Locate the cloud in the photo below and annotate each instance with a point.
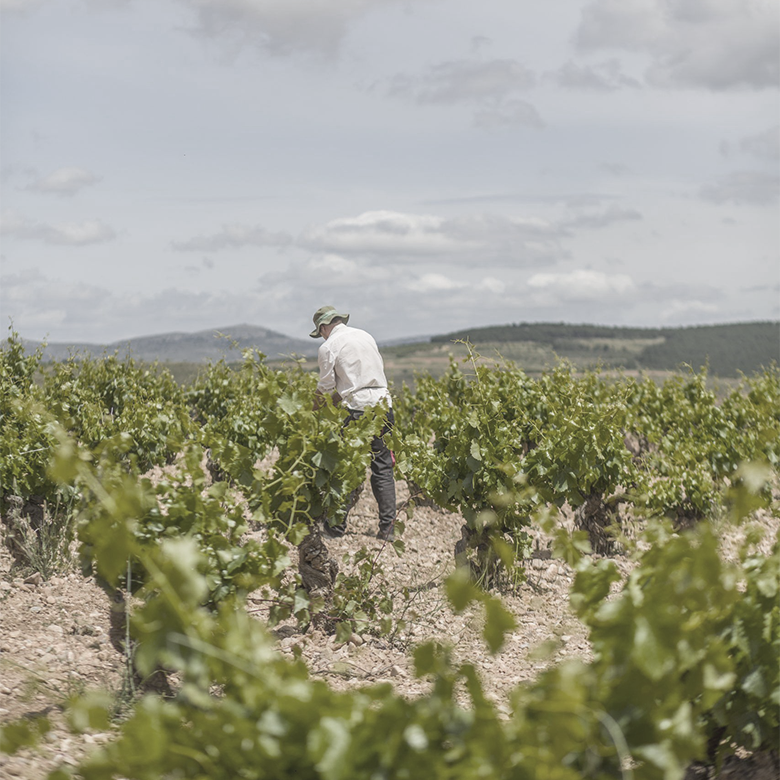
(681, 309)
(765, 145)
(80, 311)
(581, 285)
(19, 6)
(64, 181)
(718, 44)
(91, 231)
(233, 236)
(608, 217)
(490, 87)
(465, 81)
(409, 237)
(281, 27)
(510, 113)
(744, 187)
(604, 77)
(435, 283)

==

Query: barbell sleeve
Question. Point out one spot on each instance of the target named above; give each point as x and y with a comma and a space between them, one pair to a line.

> **Task description**
Going back to the entries above, set down exactly the lines that begin at the one with "Query: barbell sleeve" and end at the one with "Question. Point out", both included, and nothing else.

> **Task output**
Query: barbell sleeve
Question. Point out one spot on each instance of the target named above; give each point as x and y with a comma and a space between them, one pair to a line.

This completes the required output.